- [SUPPLIED TEXT]:

Depoliticizing Social Murder in the COVID-19 Pandemic

­­By Nate Holdren

Lire en français.

The present pandemic nightmare is the most recent and an especially acute manifestation of capitalist society’s tendency to kill many, regularly, a tendency that Friedrich Engels called “social murder.” Capitalism kills because destructive behaviors are, to an important extent, compulsory in this kind of society. Enough businesses must make enough money or serious social consequences follow — for them, their employees, and for government. In order for that to happen, the rest of us must continue the economic activities that are obligatory to maintain such a society.

That these activities are obligatory means capitalist societies are market dependent: market participation is not optional, but mandatory. As Beatrice Adler-Bolton has put it, in capitalism “you are entitled to the survival you can buy,” and so people generally do what they have to in order to get money. The predictable results are that some people don’t get enough money to survive; some people endure danger due to harmful working, living, and environmental conditions; some people endure lack of enough goods and services of a high enough quality to promote full human flourishing; and some people inflict the above conditions on others. The simple, brutal reality is that capitalism kills many, regularly. (The steadily building apocalypse of the climate crisis is another manifestation of the tendency to social murder, as is the very old and still ongoing killing of workers in the ordinary operations of so many workplaces.)

The tendency to social murder creates potential problems that governments must manage, since states too are subject to pressures and tendencies arising from capitalism. They find themselves facing the results of social murder, results they are expected to respond to, with their options relatively constrained by the limits placed on them by capitalism. Within that context governments often resort to a specific tactic of governance: depoliticization.

- [SOURCE INFORMATION]:
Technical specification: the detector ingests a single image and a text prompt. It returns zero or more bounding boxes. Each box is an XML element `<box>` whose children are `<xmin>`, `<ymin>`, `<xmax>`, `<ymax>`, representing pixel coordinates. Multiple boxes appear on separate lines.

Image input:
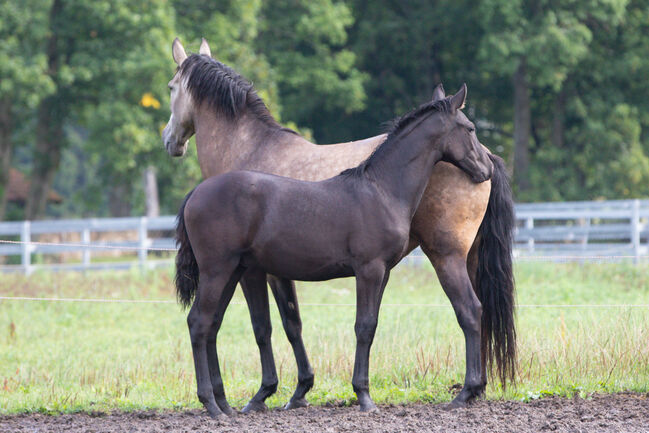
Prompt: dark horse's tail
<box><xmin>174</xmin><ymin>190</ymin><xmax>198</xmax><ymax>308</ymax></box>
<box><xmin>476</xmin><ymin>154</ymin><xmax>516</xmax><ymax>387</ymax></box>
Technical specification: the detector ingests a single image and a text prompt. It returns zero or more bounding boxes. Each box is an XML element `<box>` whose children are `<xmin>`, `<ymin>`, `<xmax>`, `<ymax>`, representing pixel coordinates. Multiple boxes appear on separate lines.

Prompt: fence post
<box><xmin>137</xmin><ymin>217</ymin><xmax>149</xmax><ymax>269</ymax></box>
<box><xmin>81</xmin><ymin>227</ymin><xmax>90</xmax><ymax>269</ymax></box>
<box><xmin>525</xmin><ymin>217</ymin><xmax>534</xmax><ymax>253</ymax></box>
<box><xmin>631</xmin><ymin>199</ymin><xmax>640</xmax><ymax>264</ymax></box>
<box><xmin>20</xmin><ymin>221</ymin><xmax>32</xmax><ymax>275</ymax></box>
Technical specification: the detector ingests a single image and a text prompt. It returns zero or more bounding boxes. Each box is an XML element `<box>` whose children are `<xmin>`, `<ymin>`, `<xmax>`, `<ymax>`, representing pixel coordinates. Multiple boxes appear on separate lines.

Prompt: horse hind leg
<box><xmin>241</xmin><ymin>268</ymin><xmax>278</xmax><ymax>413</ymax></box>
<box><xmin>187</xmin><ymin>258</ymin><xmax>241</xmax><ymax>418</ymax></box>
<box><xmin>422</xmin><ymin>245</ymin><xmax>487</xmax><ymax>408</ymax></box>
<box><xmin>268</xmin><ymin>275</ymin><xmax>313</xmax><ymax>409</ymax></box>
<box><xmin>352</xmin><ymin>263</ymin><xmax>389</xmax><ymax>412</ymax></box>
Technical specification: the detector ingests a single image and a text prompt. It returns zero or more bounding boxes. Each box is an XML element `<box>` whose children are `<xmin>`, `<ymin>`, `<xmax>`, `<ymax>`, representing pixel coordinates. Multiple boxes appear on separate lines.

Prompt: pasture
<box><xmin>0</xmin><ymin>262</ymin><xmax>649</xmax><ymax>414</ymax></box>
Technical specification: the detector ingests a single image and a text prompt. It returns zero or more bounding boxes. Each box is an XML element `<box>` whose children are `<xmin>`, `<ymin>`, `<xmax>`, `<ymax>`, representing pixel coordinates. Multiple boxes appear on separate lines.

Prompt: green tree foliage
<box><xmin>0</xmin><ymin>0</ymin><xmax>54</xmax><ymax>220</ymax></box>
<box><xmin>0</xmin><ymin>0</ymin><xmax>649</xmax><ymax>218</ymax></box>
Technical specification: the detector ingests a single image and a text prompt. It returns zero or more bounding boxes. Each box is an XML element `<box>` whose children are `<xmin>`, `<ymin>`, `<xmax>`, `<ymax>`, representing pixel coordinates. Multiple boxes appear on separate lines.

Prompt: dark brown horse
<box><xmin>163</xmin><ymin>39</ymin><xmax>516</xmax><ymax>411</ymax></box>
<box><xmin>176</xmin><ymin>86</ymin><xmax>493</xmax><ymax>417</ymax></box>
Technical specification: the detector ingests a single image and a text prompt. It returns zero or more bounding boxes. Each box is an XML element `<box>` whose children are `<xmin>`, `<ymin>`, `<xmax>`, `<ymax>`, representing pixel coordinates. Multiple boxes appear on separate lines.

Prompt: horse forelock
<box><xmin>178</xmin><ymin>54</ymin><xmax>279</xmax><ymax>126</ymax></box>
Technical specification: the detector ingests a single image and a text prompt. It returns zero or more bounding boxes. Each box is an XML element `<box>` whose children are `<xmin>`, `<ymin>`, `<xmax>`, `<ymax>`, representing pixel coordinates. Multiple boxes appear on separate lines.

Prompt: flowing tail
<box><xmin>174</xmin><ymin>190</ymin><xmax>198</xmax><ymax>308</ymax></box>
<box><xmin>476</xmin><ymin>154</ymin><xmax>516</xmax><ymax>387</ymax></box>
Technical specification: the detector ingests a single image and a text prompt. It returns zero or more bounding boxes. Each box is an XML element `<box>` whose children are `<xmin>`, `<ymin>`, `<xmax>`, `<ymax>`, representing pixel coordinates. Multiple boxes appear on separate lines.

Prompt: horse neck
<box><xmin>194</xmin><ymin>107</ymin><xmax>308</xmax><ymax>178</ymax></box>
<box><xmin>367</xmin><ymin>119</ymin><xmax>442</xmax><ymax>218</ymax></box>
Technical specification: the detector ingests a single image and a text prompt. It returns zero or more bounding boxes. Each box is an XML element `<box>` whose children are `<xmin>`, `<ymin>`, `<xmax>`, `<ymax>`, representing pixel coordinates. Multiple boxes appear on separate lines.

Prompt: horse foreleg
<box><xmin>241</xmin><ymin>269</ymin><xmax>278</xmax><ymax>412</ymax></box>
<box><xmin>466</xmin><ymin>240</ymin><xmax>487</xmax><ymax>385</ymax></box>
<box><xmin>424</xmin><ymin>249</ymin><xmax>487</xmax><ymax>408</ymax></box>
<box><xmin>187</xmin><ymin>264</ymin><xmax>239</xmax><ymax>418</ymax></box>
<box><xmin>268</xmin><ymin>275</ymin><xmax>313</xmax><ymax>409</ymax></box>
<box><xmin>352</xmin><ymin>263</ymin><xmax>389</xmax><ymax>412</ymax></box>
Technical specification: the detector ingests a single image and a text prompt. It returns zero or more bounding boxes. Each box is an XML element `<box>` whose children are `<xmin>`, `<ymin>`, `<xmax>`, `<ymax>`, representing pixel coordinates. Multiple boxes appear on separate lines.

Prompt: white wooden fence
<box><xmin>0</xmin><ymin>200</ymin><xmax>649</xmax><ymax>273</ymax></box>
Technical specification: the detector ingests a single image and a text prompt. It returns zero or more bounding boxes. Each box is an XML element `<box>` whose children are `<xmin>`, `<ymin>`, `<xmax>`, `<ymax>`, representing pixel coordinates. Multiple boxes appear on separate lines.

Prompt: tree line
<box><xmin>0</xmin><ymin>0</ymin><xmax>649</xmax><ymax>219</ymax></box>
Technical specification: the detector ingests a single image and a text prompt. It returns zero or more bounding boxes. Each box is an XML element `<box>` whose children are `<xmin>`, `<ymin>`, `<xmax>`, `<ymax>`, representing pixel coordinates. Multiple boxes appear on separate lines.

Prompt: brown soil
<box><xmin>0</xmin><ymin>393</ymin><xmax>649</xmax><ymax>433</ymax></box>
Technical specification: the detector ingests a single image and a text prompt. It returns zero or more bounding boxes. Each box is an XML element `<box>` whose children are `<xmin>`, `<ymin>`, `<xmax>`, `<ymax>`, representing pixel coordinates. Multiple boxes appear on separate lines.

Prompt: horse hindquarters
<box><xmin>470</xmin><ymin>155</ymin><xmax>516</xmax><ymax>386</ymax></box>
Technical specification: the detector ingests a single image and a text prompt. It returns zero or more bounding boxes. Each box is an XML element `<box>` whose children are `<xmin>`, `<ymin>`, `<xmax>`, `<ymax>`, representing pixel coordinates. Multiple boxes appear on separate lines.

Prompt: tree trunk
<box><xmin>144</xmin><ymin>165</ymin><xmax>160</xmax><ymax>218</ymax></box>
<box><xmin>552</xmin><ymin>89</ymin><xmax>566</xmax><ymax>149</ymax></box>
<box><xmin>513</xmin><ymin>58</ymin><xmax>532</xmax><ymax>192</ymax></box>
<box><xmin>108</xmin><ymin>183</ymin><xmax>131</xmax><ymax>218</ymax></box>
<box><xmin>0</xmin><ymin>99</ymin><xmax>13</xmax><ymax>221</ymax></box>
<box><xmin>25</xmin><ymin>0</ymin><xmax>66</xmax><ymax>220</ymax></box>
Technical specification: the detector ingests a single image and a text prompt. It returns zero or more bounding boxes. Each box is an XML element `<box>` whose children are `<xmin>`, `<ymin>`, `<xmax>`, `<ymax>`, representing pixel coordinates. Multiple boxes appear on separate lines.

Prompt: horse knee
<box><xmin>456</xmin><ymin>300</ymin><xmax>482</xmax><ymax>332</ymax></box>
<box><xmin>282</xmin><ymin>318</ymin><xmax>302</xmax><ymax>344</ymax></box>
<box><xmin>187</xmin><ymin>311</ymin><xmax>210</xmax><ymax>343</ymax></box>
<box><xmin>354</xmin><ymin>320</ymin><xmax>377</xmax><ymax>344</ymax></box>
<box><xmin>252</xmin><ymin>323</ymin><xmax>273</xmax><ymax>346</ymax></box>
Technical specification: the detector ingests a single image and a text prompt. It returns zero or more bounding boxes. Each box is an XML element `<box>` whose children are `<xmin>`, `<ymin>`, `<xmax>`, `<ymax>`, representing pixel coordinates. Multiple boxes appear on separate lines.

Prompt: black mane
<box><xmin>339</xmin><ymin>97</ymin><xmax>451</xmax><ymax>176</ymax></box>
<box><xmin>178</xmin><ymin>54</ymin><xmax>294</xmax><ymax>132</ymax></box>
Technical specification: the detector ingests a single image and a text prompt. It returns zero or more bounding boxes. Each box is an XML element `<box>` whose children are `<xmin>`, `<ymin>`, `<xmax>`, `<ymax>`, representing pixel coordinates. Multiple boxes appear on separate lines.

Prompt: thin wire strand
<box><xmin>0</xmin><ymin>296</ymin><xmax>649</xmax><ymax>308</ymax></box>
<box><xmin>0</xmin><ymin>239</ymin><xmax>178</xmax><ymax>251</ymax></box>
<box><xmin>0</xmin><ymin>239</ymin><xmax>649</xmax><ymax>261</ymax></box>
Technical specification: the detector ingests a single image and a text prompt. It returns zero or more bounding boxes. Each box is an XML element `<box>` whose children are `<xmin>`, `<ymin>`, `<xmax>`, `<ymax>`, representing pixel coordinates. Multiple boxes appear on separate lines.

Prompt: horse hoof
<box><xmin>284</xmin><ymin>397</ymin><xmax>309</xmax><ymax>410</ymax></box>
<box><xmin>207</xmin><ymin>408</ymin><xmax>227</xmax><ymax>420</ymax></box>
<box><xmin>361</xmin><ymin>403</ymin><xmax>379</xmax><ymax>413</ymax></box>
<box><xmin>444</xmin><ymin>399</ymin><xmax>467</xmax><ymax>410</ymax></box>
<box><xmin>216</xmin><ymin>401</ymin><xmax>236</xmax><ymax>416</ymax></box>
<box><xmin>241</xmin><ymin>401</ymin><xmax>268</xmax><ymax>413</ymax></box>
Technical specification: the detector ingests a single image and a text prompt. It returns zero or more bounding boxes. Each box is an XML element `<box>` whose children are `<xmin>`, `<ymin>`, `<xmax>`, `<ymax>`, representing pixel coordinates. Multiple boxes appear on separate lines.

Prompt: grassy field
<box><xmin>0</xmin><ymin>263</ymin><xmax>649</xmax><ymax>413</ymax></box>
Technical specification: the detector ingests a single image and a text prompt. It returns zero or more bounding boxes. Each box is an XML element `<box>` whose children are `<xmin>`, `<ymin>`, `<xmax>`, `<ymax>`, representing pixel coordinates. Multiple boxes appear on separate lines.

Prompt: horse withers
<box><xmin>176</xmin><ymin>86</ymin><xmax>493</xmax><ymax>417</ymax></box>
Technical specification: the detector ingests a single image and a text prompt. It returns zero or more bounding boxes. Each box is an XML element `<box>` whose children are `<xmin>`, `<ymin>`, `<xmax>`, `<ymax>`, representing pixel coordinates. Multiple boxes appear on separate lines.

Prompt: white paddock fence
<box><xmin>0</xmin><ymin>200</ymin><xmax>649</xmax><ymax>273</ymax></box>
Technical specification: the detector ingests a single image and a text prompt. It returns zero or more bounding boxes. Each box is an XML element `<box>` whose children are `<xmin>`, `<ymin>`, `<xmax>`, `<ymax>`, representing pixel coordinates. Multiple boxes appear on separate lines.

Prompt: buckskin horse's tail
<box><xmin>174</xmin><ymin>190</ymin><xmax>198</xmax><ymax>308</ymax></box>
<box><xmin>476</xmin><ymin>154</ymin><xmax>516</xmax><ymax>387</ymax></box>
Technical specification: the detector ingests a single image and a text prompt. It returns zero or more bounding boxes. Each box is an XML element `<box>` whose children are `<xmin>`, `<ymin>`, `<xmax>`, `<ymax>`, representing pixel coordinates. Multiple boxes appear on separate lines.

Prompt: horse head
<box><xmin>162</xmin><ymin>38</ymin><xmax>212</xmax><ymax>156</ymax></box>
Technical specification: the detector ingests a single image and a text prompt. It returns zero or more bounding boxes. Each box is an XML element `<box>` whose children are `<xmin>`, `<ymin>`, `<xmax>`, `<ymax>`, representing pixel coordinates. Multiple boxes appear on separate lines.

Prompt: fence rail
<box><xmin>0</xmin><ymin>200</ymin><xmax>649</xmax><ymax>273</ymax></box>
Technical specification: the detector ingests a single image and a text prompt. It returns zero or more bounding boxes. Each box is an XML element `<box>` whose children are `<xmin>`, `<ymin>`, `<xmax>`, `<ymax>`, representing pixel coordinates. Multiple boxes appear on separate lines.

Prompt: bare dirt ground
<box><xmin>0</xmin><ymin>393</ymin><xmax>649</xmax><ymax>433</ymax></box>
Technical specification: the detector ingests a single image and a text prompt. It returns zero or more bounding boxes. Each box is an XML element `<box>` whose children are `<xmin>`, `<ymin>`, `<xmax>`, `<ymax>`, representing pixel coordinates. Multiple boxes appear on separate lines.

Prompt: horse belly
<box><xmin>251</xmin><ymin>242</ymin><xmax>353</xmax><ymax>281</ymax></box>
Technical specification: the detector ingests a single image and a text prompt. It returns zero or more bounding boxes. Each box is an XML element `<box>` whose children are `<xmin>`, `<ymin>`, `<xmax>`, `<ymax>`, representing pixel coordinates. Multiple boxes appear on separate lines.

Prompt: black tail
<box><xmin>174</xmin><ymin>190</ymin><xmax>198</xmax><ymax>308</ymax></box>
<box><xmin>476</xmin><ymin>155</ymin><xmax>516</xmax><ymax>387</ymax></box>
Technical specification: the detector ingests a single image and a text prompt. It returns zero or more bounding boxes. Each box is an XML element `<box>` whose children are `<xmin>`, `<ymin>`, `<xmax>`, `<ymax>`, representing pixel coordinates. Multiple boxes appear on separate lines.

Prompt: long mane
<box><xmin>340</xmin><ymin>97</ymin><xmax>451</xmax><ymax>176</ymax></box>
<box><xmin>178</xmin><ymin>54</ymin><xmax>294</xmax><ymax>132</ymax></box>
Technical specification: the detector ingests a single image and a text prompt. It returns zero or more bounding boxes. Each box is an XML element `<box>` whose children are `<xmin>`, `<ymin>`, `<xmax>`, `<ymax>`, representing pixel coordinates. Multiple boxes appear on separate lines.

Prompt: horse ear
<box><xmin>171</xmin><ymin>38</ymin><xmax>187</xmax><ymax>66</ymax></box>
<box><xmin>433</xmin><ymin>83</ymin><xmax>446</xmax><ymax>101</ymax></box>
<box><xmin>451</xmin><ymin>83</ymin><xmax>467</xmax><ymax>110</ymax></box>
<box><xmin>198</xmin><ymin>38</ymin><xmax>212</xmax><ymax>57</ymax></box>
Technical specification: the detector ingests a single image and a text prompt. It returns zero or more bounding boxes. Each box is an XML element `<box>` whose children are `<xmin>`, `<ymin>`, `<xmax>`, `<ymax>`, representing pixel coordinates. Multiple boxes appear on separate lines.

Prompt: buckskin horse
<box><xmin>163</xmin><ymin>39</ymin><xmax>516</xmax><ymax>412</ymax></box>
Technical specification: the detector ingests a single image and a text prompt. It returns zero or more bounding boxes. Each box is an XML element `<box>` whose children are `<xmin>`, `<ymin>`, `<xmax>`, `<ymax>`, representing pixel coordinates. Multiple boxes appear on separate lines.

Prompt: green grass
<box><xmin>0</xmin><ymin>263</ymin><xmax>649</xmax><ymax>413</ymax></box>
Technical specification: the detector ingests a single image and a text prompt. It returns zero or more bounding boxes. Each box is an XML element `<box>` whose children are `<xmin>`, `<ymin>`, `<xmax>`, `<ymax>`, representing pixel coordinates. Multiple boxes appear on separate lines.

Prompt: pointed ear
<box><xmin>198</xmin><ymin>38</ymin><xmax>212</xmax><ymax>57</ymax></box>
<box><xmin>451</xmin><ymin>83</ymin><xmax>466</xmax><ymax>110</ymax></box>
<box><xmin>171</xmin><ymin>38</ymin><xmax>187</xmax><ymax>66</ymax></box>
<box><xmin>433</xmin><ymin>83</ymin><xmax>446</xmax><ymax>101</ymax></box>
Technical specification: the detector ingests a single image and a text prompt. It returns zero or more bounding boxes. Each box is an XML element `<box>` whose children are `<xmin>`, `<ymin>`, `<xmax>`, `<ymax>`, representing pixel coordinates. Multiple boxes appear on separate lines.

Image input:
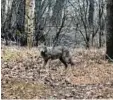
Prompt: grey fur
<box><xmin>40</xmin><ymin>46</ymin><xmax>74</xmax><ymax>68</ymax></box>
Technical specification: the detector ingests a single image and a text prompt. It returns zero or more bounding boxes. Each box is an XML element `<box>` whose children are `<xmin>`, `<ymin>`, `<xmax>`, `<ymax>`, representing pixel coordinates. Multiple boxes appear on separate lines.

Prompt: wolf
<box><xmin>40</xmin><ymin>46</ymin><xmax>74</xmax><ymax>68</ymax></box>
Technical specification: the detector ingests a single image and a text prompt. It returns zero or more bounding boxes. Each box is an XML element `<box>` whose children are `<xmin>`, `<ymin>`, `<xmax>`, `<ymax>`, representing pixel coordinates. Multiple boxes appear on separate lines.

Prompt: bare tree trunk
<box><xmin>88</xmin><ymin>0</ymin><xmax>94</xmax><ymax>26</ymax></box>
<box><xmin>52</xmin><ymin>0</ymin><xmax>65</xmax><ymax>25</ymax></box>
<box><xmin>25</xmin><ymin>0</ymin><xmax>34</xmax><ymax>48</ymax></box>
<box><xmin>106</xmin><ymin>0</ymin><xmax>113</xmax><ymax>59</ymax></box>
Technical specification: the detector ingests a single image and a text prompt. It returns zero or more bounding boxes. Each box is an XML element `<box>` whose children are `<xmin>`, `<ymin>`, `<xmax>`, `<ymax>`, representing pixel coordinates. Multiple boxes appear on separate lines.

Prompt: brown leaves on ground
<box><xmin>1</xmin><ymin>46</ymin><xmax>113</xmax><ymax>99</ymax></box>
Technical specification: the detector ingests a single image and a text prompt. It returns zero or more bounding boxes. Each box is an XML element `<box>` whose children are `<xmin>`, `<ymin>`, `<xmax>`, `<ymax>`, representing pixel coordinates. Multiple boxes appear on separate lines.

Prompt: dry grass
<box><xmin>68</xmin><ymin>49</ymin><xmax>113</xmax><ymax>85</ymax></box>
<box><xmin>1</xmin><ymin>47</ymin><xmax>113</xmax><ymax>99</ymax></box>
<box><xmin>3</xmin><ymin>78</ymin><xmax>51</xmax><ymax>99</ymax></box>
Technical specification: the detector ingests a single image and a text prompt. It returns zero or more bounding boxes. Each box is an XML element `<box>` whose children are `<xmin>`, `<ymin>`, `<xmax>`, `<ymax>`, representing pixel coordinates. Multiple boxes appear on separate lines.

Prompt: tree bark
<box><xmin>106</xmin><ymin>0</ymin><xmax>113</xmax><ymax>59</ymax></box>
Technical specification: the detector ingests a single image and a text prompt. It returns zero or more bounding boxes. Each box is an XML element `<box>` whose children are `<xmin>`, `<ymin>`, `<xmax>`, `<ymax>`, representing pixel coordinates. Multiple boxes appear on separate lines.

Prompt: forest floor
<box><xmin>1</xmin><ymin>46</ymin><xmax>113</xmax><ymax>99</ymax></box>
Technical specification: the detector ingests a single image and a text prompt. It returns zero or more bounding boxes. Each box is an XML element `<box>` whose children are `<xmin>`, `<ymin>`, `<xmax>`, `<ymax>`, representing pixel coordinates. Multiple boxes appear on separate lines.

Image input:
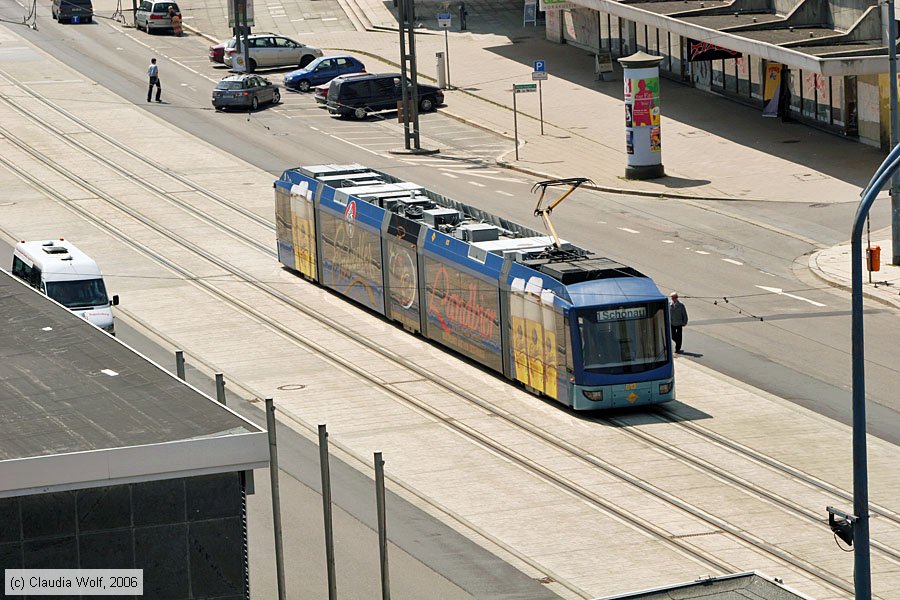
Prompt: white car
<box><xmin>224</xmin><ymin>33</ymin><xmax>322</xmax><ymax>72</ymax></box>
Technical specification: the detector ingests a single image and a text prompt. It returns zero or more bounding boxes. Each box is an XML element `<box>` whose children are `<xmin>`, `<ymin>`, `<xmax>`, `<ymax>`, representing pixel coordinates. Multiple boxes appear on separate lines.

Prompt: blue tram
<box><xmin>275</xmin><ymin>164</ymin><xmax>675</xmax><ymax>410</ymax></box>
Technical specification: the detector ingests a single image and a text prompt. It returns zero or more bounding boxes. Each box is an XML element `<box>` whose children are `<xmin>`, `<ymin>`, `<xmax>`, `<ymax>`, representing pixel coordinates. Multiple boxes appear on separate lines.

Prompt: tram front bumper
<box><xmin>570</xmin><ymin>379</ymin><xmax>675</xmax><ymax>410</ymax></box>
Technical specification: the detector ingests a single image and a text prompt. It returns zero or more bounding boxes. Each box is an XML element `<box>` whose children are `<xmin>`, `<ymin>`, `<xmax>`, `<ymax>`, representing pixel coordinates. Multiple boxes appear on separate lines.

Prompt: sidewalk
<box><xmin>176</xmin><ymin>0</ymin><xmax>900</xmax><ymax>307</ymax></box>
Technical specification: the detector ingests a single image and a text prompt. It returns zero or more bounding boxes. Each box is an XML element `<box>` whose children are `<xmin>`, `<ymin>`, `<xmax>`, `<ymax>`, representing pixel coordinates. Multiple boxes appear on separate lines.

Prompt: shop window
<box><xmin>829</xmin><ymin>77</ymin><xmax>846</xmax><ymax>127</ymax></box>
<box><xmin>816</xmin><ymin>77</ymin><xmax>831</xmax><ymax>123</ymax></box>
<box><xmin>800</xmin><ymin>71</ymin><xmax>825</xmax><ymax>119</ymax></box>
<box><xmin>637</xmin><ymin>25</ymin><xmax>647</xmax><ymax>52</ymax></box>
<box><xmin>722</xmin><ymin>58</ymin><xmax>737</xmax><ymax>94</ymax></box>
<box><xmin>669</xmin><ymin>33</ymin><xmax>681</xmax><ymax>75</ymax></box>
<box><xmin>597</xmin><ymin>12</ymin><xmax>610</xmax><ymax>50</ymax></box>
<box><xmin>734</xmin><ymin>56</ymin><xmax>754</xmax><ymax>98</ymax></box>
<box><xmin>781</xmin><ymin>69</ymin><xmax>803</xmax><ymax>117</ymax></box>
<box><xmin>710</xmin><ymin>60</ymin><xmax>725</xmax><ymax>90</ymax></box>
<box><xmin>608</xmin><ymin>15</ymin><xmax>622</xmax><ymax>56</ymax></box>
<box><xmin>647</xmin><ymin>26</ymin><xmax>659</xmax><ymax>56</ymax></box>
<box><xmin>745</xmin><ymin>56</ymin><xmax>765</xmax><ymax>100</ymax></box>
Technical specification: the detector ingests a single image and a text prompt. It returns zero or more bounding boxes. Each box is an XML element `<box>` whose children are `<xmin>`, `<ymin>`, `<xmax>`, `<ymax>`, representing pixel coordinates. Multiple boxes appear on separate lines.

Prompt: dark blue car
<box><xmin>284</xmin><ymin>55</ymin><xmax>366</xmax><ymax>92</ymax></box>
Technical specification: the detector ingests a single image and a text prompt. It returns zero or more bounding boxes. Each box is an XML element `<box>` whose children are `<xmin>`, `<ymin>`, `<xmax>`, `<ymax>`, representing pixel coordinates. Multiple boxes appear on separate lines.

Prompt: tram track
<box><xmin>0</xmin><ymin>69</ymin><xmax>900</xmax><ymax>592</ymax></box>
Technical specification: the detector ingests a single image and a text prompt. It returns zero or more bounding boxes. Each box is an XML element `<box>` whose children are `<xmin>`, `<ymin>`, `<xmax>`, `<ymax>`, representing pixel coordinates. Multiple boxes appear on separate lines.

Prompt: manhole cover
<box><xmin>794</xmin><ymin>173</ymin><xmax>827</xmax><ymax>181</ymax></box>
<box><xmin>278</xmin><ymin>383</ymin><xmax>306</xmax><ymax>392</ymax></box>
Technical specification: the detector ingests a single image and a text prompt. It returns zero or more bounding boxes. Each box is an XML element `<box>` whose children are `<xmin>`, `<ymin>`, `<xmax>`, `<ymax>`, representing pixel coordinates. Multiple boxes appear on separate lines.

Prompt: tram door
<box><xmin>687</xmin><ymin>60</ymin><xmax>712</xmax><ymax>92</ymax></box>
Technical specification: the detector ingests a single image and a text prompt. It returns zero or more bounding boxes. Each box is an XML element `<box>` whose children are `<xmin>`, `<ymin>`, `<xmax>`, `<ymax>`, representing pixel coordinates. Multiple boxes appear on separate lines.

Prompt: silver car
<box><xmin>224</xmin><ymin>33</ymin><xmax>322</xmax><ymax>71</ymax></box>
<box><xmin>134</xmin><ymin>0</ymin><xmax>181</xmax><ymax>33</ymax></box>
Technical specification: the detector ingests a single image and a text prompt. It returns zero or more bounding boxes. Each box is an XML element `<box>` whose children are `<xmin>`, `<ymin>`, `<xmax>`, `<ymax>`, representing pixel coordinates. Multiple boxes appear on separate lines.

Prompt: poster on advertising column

- [WHAT YOU ARE ASKED TO DO]: From the pandemic essay, rewrite the part that opens with the words containing "Depoliticizing Social Murder" and closes with "such a society.", renaming "businesses" to "companies".

- [RESPONSE TO THE EXERCISE]:
Depoliticizing Social Murder in the COVID-19 Pandemic

­­By Nate Holdren

Lire en français.

The present pandemic nightmare is the most recent and an especially acute manifestation of capitalist society’s tendency to kill many, regularly, a tendency that Friedrich Engels called “social murder.” Capitalism kills because destructive behaviors are, to an important extent, compulsory in this kind of society. Enough companies must make enough money or serious social consequences follow — for them, their employees, and for government. In order for that to happen, the rest of us must continue the economic activities that are obligatory to maintain such a society.